Whatever appears in the data below, copy it exactly.

Segment Start: Data extract

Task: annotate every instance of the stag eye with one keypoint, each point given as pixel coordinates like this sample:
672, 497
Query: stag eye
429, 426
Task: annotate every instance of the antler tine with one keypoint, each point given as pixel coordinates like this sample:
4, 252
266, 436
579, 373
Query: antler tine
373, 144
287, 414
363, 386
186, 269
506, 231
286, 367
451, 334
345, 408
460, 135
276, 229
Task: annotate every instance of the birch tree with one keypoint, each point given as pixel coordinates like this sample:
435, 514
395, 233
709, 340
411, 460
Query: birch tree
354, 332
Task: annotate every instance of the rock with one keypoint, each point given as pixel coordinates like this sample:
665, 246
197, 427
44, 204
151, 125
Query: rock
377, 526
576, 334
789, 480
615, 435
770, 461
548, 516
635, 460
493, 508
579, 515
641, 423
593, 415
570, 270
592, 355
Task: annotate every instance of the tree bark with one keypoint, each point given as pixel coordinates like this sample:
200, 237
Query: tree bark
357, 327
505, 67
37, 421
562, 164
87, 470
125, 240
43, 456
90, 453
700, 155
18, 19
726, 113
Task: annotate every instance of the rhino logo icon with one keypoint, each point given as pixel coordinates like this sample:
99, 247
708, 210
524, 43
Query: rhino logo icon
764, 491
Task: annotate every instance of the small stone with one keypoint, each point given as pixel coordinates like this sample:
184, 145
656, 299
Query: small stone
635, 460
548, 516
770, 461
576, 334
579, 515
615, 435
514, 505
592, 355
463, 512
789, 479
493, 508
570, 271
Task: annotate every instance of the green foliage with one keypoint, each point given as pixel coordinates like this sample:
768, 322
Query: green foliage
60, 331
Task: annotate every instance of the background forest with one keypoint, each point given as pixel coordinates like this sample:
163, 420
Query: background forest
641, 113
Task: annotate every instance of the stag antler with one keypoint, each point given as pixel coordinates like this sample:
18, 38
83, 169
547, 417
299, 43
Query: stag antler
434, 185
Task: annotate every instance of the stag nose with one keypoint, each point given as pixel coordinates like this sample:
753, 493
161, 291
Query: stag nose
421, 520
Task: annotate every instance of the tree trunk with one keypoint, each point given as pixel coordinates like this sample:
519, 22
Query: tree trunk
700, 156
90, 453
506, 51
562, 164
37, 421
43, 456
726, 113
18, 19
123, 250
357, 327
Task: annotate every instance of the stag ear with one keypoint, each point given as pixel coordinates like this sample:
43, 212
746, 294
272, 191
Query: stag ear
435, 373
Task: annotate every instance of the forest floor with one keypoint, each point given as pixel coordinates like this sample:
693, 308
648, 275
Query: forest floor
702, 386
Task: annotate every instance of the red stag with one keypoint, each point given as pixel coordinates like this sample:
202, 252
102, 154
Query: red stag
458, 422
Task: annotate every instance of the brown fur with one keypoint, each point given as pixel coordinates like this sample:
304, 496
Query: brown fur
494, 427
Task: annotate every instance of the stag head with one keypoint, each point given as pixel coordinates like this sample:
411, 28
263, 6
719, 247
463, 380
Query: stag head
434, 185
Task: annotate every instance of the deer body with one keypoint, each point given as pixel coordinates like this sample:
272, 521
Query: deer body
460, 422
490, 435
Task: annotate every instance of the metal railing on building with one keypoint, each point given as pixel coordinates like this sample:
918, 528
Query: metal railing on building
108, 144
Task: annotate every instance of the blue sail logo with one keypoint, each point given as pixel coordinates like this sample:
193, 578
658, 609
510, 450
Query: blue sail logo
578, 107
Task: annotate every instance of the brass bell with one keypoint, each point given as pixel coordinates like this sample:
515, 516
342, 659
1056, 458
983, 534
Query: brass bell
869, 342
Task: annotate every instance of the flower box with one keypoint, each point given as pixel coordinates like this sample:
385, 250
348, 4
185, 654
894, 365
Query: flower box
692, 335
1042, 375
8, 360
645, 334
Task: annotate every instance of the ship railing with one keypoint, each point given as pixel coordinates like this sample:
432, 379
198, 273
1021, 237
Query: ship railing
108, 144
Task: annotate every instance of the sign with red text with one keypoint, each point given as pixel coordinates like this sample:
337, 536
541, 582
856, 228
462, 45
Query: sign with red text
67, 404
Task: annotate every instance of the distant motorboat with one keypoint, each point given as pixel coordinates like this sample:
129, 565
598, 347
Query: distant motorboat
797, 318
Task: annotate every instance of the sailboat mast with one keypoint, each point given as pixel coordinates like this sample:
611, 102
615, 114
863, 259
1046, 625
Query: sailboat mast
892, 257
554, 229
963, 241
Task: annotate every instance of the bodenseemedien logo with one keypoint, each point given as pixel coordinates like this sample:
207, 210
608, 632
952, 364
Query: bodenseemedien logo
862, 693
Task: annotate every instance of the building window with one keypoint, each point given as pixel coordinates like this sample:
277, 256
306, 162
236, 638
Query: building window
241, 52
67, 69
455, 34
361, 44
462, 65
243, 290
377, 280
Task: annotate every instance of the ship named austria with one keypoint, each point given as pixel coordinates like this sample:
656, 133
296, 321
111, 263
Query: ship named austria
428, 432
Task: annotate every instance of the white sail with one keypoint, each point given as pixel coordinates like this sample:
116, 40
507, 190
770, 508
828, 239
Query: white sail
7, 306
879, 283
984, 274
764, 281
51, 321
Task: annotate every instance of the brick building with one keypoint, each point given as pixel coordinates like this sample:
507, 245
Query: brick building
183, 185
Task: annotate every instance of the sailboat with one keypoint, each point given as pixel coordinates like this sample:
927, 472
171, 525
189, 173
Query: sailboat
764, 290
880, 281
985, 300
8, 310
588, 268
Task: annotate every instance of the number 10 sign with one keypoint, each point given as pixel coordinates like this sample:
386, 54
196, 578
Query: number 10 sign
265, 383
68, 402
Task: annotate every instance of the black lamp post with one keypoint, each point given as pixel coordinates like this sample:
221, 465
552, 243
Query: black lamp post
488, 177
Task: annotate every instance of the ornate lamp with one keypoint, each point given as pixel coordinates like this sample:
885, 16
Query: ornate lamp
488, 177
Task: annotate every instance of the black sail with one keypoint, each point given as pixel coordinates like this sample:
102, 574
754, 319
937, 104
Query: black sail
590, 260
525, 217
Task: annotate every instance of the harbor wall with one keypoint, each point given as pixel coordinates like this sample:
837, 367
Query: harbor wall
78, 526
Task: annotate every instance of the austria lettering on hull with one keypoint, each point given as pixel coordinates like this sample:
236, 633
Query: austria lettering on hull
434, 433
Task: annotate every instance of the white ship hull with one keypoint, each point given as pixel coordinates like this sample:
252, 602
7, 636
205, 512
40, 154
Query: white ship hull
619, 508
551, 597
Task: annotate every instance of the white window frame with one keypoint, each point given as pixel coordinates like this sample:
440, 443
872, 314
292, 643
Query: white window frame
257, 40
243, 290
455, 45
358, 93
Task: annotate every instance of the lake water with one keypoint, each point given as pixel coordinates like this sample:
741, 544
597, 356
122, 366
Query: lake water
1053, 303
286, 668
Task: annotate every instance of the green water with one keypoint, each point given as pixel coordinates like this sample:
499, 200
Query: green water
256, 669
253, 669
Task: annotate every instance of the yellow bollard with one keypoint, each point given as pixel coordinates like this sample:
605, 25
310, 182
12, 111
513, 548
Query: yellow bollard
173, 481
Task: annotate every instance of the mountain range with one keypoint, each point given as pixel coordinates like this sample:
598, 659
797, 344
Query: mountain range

Segment End: Data extract

### Written response
Task: annotate every instance of the stag eye with one keypoint, each point given as pixel coordinates like this sample:
672, 497
Query: stag eye
429, 426
Task: annotate every instance of the antler tine with one keypoint, each point given as pixel coordinates like this sample:
4, 252
266, 436
579, 373
Query: antler tine
373, 144
287, 414
363, 386
186, 269
506, 231
286, 367
451, 334
345, 408
460, 135
276, 229
Task: annotate every instance of the birch tree with one keypoint, each point given as pixel coordinates like this sample:
435, 514
395, 233
709, 340
411, 460
Query: birch tree
354, 332
Task: annotate every instance of the rock with one keypoint, each point given as pixel coordinates like this sample:
665, 246
197, 427
44, 204
151, 125
Query: rock
377, 526
576, 334
789, 480
615, 435
770, 461
548, 516
635, 460
493, 508
579, 515
641, 423
593, 415
570, 270
592, 355
Task: annotate every instance of the tree bark with one keypoint, each point given as pixel coordinates like this sample:
200, 237
Query: tree bark
357, 327
505, 67
37, 421
562, 164
87, 470
125, 240
43, 456
90, 453
700, 155
18, 19
726, 113
Task: annotate every instance of the rhino logo icon with one keypoint, each point given as pixel coordinates like this sample:
99, 247
708, 210
524, 43
Query: rhino logo icon
764, 491
Task: annotate every instance of the small stone with one keypoint, each point given as pixel coordinates like this sample:
184, 145
656, 299
Query: small stone
635, 460
548, 516
770, 461
576, 334
579, 515
615, 435
514, 505
592, 355
463, 512
789, 479
493, 508
570, 271
Task: annotate every instance of the green foliage with one keypoint, each point given as pixel coordinates like this sample:
768, 322
Query: green foliage
60, 331
Task: annotate every instance of the background forest with one keypoint, each point given as pixel coordinates like this sample:
163, 420
Query: background forest
641, 113
Task: annotate every instance of the stag antler with one keypoint, each point given as pixel coordinates like this sample:
18, 38
83, 169
547, 417
299, 43
Query: stag antler
434, 185
Task: annotate every instance of the stag nose with one keypoint, each point given as pixel coordinates like this sample:
753, 493
161, 291
Query: stag nose
421, 520
Task: annotate every instance of the tree trunk with one keypoint, each point given as pixel coordinates like this sample:
519, 22
Query: tree trunk
700, 156
90, 453
506, 51
562, 164
37, 421
43, 456
726, 113
18, 19
123, 250
357, 327
Task: annotate every instance of the stag ear with one keypoint, each point given as pixel coordinates like this sample:
43, 212
746, 294
272, 191
Query: stag ear
435, 373
Task: annotate every instance of the forest floor with one keypoint, each point given as pixel coordinates like this sample:
693, 308
648, 275
Query: forest floor
702, 386
Task: annotate every instance of the red stag with one keypoint, each point given as pixel coordinates like this sample:
202, 252
102, 154
Query: red stag
458, 422
Task: annotate every instance of the brown fur with one keypoint, each point given as pixel coordinates like this sample:
304, 496
Query: brown fur
494, 427
Task: annotate every instance of the stag head with one keypoint, each point given as pixel coordinates like this sample:
411, 28
263, 6
719, 247
463, 380
Query: stag head
434, 185
Task: annotate every instance of the deer body with one keypoint, each point given as pixel coordinates like this sample:
272, 521
Query: deer body
460, 422
490, 435
Task: annotate every instance of the metal railing on building with one keypoint, each point given as pixel coordinates like this sample:
918, 528
Query: metal railing on building
108, 144
Task: annotate every instance of the blue sail logo with one keypoint, each point given as pixel coordinates like this sample:
193, 578
658, 609
510, 450
Query: blue sail logo
578, 107
Task: annotate every instance of the brass bell with one keypoint, each point given as pixel coordinates like this sample:
515, 516
342, 659
1056, 458
983, 534
Query: brass bell
869, 342
Task: annotate every instance of the flower box with one keypoint, each point given as pixel coordinates like this sample:
385, 250
348, 4
185, 654
894, 365
Query: flower box
692, 335
1042, 375
8, 360
645, 334
Task: annotate every instance of the ship railing with one keypoint, each point given as pixel coordinates like this sample:
432, 379
198, 273
1021, 237
Query: ship railing
108, 144
Task: annotate every instance of the sign with red text with one keypoint, each point given as pixel coordinates like this sample:
337, 536
541, 582
856, 228
462, 45
Query: sign with red text
67, 404
Task: annotate every instance of the distant motorboat with one keypoint, each point given as pixel coordinates like this sample:
129, 565
598, 347
Query: distant motorboat
797, 318
Task: annotate every instance of the sailboat mast with one keypoint, each point given as pixel coordinates like this sample:
611, 102
615, 114
863, 259
1046, 625
Query: sailboat mast
892, 257
554, 229
963, 241
Task: annotate every instance of the bodenseemedien logo with one keypoint, each point given as pixel coordinates like this sample:
207, 210
608, 632
952, 364
Query: bodenseemedien logo
862, 693
Task: annotate every instance of the building window with one keypoint, each point given as pixel coordinates like this sample:
277, 256
306, 162
236, 638
Query: building window
241, 52
67, 69
455, 34
361, 44
462, 65
243, 290
377, 280
Task: annotate every instance of the ship named austria with one keypoint, each point given as pixel coordinates like this sample:
656, 133
296, 321
111, 263
Query: ship named austria
428, 432
Task: annotate every instance of the white sail with one keypoint, each point given as pixel coordinates like this sample:
116, 40
507, 190
770, 508
828, 239
Query: white sail
7, 306
879, 283
984, 274
764, 281
51, 321
Task: annotate every instance of the brick building with one keypoint, each point given as pixel coordinates like this sample:
507, 245
Query: brick building
183, 185
Task: annotate every instance of the sailboat with one keypoint, each point given as pixel coordinates like this sample:
927, 472
171, 525
189, 173
Query: sailboat
764, 290
880, 281
985, 300
8, 310
588, 268
Task: annotate every instance of the number 10 sign with one keypoint, each point given as pixel coordinates like this sample:
386, 54
196, 578
Query: number 10 sign
265, 383
68, 402
Task: annotate every instance of the black lamp post with one keypoint, each point given as pixel coordinates like this sample:
221, 465
552, 243
Query: black lamp post
488, 177
Task: annotate every instance of the ornate lamp with one keypoint, each point given as pixel coordinates like this sample:
885, 16
Query: ornate lamp
488, 177
Task: annotate every instance of the black sail with one keypoint, each point given as pixel coordinates like this sample:
102, 574
754, 319
937, 104
Query: black sail
590, 260
525, 217
Task: annotate every instance of the harbor wall with one keypoint, each point given as pixel coordinates like this sample:
837, 367
Query: harbor wall
78, 526
Task: annotate every instance of the austria lettering on hull with one keypoint, each point given as pixel coordinates like this sample:
236, 633
Query: austria lettering on hull
434, 433
Task: annotate every instance of the white ship hull with one keypoint, each point given as pixel coordinates like this sample:
252, 602
7, 636
205, 512
40, 154
Query: white ship hull
619, 508
551, 597
Task: annotate every instance of the white window frame with one keypoint, each point given as pixel coordinates like this sample:
440, 443
872, 314
292, 643
Query: white window frame
257, 40
243, 290
455, 45
358, 93
Task: annotate every instance of the lake water with one keypoint, each point given as pixel coordinates like this sample:
741, 544
597, 356
122, 366
Query: lake water
1053, 303
286, 668
Task: annotate every instance of the green water with one keypoint, each point given as pixel coordinates like this sample:
499, 200
Query: green water
256, 669
253, 669
Task: annotate every instance of the yellow bollard with one keypoint, each point given as pixel coordinates like this sample:
605, 25
310, 182
12, 111
513, 548
Query: yellow bollard
173, 481
Task: annotate every instance of the mountain range with one keypoint, each point given as pixel coordinates like this sample:
598, 659
797, 344
Query: mountain range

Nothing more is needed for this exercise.